§ PROMPT
Rewrite the stretch of the data from the line containing "of the snow-covered" through the end, shifting every coordinate in the answers by adding 22 to it and leaving all other text unchanged.

§ INFORMATION PROVIDED
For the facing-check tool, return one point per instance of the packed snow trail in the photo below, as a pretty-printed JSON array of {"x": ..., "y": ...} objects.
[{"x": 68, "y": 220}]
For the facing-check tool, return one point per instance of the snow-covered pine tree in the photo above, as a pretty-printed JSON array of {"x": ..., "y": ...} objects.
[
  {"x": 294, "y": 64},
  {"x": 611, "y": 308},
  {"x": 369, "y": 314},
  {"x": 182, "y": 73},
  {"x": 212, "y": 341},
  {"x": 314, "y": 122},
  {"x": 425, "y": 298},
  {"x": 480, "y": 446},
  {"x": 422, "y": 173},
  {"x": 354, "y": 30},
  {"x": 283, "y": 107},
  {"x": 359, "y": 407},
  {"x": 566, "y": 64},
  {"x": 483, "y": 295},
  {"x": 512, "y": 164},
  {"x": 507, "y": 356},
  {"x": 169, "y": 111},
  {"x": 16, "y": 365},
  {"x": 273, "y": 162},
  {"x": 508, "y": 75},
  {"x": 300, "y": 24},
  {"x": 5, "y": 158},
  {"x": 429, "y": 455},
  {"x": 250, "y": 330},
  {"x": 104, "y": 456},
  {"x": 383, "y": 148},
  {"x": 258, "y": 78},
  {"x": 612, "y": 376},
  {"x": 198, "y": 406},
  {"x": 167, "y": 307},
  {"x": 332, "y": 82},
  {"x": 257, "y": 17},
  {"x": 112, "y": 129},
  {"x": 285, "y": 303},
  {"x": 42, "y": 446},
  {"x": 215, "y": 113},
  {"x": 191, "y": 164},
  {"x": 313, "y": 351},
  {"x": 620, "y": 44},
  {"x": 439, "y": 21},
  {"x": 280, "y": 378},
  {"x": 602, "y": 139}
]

§ OUTPUT BELOW
For the facing-check tool, return one point per instance of the snow-covered pine tree in the photo above, as a pretty-printed JSON array of {"x": ..., "y": ...} objects.
[
  {"x": 316, "y": 86},
  {"x": 633, "y": 330},
  {"x": 391, "y": 336},
  {"x": 204, "y": 95},
  {"x": 234, "y": 363},
  {"x": 336, "y": 144},
  {"x": 447, "y": 320},
  {"x": 502, "y": 468},
  {"x": 444, "y": 195},
  {"x": 376, "y": 52},
  {"x": 305, "y": 129},
  {"x": 381, "y": 429},
  {"x": 588, "y": 86},
  {"x": 505, "y": 317},
  {"x": 534, "y": 186},
  {"x": 529, "y": 378},
  {"x": 191, "y": 133},
  {"x": 38, "y": 387},
  {"x": 295, "y": 184},
  {"x": 530, "y": 97},
  {"x": 322, "y": 46},
  {"x": 27, "y": 180},
  {"x": 451, "y": 477},
  {"x": 272, "y": 352},
  {"x": 126, "y": 478},
  {"x": 405, "y": 170},
  {"x": 280, "y": 100},
  {"x": 634, "y": 398},
  {"x": 220, "y": 428},
  {"x": 189, "y": 329},
  {"x": 354, "y": 104},
  {"x": 279, "y": 39},
  {"x": 134, "y": 151},
  {"x": 307, "y": 325},
  {"x": 64, "y": 468},
  {"x": 237, "y": 135},
  {"x": 213, "y": 186},
  {"x": 335, "y": 373},
  {"x": 642, "y": 66},
  {"x": 461, "y": 43},
  {"x": 302, "y": 400},
  {"x": 624, "y": 161}
]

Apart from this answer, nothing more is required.